The Other Duff

[Duff Necklace :: sterling silver, copper, enamel, chrysoprase, carnelian, and Oregon beach stone]

A beautiful, curious piece featuring a large, fabricated, pod shaped form that acts as a cage for an exquisite Oregon beach stone in shades of periwinkled grey. Also note the lone flittering enameled leaf that shivers with autumn frost — worn, tattered and white.

Duff Necklace

[Duff Necklace :: sterling silver, copper, brass, enamel, citrine, carnelian and silk]

There’s a great fondness in my heart for this little necklace.  My favorite elements are the enameled leaves which practically shiver with heavy frost, the caged citrine nugget (like a pod full of promise) and that little solid sterling cast bone — cast by me — I found the bone on a sand dune on the Green River of Utah.  Just a wonderful little collection of natural bits and bobs.  Merry for the wearing.

* [Material supplied]
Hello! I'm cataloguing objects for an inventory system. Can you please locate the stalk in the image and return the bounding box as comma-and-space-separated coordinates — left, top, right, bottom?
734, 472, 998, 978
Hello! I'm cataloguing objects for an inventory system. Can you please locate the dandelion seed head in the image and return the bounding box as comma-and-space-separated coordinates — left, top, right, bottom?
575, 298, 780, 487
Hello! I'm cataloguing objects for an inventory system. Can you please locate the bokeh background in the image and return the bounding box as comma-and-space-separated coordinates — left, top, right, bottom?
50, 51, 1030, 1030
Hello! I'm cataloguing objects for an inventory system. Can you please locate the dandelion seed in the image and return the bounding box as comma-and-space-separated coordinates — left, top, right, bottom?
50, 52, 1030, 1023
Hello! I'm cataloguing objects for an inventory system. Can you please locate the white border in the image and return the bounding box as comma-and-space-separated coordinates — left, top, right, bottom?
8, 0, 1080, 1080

--

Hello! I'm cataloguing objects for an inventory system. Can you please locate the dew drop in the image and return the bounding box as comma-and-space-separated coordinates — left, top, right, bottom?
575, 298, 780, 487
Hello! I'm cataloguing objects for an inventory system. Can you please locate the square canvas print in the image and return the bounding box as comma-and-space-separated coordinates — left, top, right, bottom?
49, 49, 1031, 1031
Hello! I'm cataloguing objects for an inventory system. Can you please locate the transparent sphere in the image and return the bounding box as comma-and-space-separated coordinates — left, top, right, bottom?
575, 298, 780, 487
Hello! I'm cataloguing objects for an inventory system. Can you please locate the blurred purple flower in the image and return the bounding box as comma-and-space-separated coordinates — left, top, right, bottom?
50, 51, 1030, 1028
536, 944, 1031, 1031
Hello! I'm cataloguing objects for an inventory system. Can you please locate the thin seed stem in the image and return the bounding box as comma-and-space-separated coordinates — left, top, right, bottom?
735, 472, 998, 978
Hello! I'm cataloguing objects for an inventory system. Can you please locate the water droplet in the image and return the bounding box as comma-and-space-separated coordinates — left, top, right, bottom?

* [Job 1]
Decide whether each statement agrees with the necklace descriptions. Answer yes or no, and quote the words from the necklace descriptions that settle it.
(a) The first necklace cages an Oregon beach stone.
(b) The bone for the second necklace was found on an Oregon beach.
(c) Silk is one of the materials in the second necklace.
* [Job 2]
According to the necklace descriptions, what is caged in the necklace that has the cast bone?
The records play no part in this exercise.

* [Complete answer 1]
(a) Yes: "a large, fabricated, pod shaped form that acts as a cage for an exquisite Oregon beach stone"
(b) No: "I found the bone on a sand dune on the Green River of Utah"
(c) Yes: "sterling silver, copper, brass, enamel, citrine, carnelian and silk"

* [Complete answer 2]
A citrine nugget.